─── GIVEN DATA

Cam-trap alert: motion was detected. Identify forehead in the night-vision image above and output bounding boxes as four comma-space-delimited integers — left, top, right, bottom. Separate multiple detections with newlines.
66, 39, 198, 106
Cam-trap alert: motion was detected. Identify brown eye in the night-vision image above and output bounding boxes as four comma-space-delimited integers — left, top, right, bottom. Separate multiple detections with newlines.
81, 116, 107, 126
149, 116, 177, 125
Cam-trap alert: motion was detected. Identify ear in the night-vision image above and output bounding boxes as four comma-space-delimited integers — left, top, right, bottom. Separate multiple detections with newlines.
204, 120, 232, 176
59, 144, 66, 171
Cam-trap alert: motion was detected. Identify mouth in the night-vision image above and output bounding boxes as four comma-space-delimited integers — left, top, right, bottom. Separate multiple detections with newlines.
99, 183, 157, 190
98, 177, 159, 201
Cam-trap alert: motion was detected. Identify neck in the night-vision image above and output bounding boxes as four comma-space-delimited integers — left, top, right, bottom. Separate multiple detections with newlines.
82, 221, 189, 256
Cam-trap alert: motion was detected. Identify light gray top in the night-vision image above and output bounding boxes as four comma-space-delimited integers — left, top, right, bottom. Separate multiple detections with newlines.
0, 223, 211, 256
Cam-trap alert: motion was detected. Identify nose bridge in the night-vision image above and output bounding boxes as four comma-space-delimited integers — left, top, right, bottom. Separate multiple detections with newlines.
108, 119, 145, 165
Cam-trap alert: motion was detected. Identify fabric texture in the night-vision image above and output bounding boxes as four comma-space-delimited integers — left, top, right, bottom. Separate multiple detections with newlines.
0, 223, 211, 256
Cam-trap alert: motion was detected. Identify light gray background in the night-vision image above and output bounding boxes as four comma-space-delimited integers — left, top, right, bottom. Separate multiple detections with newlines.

──────

Reproduce all of the material above verbatim, line for line.

Cam-trap alert: motion was detected. Identify forehead in the night-vision image above and output bounding boxes as four comma-space-delimited integers — left, top, right, bottom. Separate multiple detections with newlines.
66, 39, 198, 106
Cam-trap alert: motion was detected. Identify brown eye in the night-vision image above and output bounding boxes as four comma-space-delimited integers — left, top, right, bottom. Separate multiple detections with newlines.
81, 116, 107, 126
149, 116, 177, 125
Cam-trap alert: motion was detected. Identify ear in the night-vision image above and output bounding boxes as four comma-space-delimited integers — left, top, right, bottom. Separate multiple detections with newlines.
204, 120, 232, 176
59, 144, 66, 171
Cam-trap alert: motion was detected. Identify mouth in the night-vision image above and output bounding boxes as four comma-space-delimited integers — left, top, right, bottom. Separate multiple detections with newlines.
99, 183, 157, 190
98, 177, 159, 201
Cam-trap alert: motion was detected. Identify neck in the night-vision image above and output bounding boxes as four comma-space-delimited integers — left, top, right, bottom. Separate multiple detections with newlines.
82, 221, 189, 256
Cam-trap alert: motion was detected. Identify light gray top in the night-vision image above and output bounding boxes as four comma-space-delimited integers — left, top, right, bottom. Separate multiple detections with newlines.
0, 223, 211, 256
Cam-trap alert: motion was detected. Identify nose bridge in the night-vision image above and output bounding boxes as four comma-space-delimited integers — left, top, right, bottom. Separate multiple detections with newlines.
108, 119, 145, 165
Cam-trap alert: motion was detected. Identify fabric texture in the night-vision image above and output bounding boxes as four comma-space-delimited integers — left, top, right, bottom. Separate multiple detections with newlines.
0, 223, 211, 256
Cam-trap alert: motion was detected. Identify light gray background in the night-vision image above and output bounding boxes as four comma-space-delimited integers — left, top, right, bottom. Separate multiple detections with newlines.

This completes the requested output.